--- START OF Selected excerpt ---

Is there a future for Socialism?

25th April 2001

We’re halfway between Easter Week and May 1st, as good a time as any to ponder the health of Irish socialism. More like to wonder whether socialism exists at all and whether it has any future.

Socialism is now synonymous with social welfare, the concern with the poorest sections of society. But that is not what socialism is about at all.

Socialism is about the ownership of wealth by the people who produce it. This is a very uncomfortable position for modern socialists as it is a position that has largely been abandoned.

Instead various shades of red talk about ‘the social market’, ‘stakeholding’ and even ‘the third way’.

Some of this change in outlook happened out of common sense and some of it came from the utter failure of socialist ideology to come to terms with economic reality.

We need to accept some of these flaws before contemplating the future for socialism.

Firstly, and most spectacularly, was the rejection of the market. The day that socialists decided they were going to replace the market was the day socialism was doomed. That was around day one.

They might as well have opposed the weather because the market is the natural mechanism for human economic interaction. It isn’t good or bad – it just is. Once socialists had handed the market over to the right it was never going to be an even fight.

The second big mistake was to see workers as producers when, of course, workers are both producers and consumers. This was a whopper as well, just when mass manufacture made possible cheap commodities.

The third mistake was the failure to put the individual and the collective on an equal footing.

When you combine all three mistakes in the worse possible way you end up with Stalinism. And we all know where that road led.

--- END OF Selected excerpt ---

→ **Short exercise**
Transcribe the part of the article on the future of socialism starting with "25th April 2001" and going on through "with economic reality.".

--- START OF Stored data ---

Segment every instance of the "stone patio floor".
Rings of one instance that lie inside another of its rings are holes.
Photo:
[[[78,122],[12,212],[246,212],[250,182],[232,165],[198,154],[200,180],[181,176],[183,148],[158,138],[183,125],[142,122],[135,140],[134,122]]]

--- END OF Stored data ---
--- START OF Stored data ---

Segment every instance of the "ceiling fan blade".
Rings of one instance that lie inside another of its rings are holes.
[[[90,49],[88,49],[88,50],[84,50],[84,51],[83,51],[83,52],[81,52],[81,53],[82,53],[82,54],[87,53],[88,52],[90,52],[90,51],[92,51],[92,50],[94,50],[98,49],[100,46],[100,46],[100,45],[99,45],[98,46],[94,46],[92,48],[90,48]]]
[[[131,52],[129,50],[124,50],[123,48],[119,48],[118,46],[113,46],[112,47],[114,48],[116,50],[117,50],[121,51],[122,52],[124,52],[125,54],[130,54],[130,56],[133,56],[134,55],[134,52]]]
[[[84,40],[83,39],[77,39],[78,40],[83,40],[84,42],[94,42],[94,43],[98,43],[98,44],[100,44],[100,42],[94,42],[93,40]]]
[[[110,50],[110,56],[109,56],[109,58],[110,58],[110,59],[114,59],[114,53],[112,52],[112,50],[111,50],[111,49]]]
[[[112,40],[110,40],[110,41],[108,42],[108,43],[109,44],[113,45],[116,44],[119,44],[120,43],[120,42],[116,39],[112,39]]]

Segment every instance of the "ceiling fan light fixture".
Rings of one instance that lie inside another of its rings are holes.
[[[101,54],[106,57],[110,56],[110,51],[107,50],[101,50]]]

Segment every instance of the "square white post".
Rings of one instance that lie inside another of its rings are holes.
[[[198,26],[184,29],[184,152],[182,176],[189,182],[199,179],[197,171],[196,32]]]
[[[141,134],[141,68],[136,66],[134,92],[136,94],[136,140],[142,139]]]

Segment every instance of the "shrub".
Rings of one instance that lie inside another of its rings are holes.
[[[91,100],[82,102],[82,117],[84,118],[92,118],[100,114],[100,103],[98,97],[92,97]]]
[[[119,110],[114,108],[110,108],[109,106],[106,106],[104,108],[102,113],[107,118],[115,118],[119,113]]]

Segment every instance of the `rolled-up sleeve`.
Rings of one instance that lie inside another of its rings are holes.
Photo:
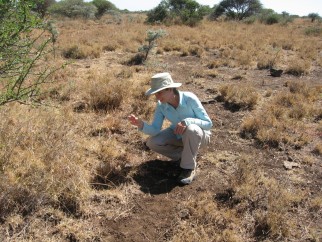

--- END OF Stored data ---
--- START OF Stored data ---

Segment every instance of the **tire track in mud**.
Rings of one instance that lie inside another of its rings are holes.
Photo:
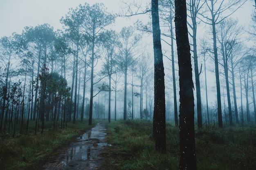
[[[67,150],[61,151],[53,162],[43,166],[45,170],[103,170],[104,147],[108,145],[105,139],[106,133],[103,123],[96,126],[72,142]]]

--- END OF Stored data ---

→ **Response**
25th April 2001

We’re halfway between Easter Week and May 1st, as good a time as any to ponder the health of Irish socialism. More like to wonder whether socialism exists at all and whether it has any future.

Socialism is now synonymous with social welfare, the concern with the poorest sections of society. But that is not what socialism is about at all.

Socialism is about the ownership of wealth by the people who produce it. This is a very uncomfortable position for modern socialists as it is a position that has largely been abandoned.

Instead various shades of red talk about ‘the social market’, ‘stakeholding’ and even ‘the third way’.

Some of this change in outlook happened out of common sense and some of it came from the utter failure of socialist ideology to come to terms with economic reality.